Reproduce verbatim every line from the one that includes "Target: building window" to the closing line of the entries; omit everything before it.
┌─ Supplied data
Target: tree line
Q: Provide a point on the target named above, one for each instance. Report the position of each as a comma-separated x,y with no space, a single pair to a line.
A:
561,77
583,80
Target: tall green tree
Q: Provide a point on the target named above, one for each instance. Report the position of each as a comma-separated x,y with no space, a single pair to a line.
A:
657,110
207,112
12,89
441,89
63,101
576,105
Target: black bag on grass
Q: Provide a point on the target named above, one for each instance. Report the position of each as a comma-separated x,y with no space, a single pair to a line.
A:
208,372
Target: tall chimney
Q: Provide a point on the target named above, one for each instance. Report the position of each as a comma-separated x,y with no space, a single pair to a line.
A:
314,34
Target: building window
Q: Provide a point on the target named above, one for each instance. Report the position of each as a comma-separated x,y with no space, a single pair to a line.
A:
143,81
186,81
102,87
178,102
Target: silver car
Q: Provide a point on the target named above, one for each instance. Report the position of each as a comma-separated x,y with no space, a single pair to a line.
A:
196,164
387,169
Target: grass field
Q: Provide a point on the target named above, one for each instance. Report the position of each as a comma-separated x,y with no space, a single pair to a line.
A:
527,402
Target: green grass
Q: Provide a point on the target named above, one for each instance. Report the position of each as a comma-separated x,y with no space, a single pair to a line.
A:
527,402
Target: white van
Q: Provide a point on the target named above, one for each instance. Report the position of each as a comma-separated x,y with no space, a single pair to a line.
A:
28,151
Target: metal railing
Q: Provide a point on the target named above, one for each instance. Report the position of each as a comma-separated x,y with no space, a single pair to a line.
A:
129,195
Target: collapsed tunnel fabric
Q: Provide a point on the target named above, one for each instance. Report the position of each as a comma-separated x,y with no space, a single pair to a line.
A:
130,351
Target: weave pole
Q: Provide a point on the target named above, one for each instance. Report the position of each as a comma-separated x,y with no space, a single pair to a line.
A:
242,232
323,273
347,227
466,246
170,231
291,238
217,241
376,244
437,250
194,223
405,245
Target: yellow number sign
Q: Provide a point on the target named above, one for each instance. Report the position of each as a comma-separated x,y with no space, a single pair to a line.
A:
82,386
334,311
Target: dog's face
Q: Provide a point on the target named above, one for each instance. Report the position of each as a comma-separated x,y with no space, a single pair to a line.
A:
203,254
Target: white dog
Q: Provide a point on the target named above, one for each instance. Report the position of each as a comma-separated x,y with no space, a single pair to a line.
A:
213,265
└─
Correct result:
Target: building window
Q: Provide a point on the target named above, one for each instance. Report the position of each as a comma-separated x,y with no space, a single pair to a line.
A:
143,81
186,81
102,87
178,102
Target: silver car
Q: Provide a point on the target named above, one for each instance. Report the position of each as a comma-separated x,y with no space, a single pair to a line.
A:
196,164
387,169
Target: grass field
Q: Provide a point on the target named above, one for each instance. Report the position of each as a comma-separated x,y with no space, a single pair to a line.
A:
527,402
Target: green grass
Q: Provide a point on the target named above, one for each instance. Report the position of each as a comma-separated x,y with no space, a single pair to a line.
A:
527,402
Target: white van
Q: Provide a point on the target named above, one for each instance. Report the position of each as a comma-separated x,y with no space, a single pair to a line.
A:
28,151
Target: metal railing
Q: Provide a point on the target named above, one for each instance. Report the position of each as a comma-separated x,y with no space, a single pair to a line.
A:
129,195
Target: collapsed tunnel fabric
Q: Provide a point on the target named above, one for each instance. Report the position of each as a comma-separated x,y with no space, a single pair to a line.
A:
130,351
Target: weave pole
Q: Provide a point on the target named above, one for each instance. Report the position of each as a comma-separated x,y with no space, a single pair to a line.
A:
242,232
323,273
347,227
466,246
170,231
291,238
217,241
376,244
437,250
194,223
405,245
Target: yellow number sign
Q: Provide a point on the target named above, one for each instance. Report the position of each as a comma-separated x,y with no space, a single pair to a line.
A:
82,386
334,311
Target: dog's face
Q: Provide a point on the target named above, one for each instance. Report the position of each as a comma-separated x,y with no space, a single pair to a line.
A:
203,254
Target: white dog
Q: Provide a point on the target named above, one for each instance. Report the position of each as a comma-separated x,y with no space, a single pair to a line.
A:
213,265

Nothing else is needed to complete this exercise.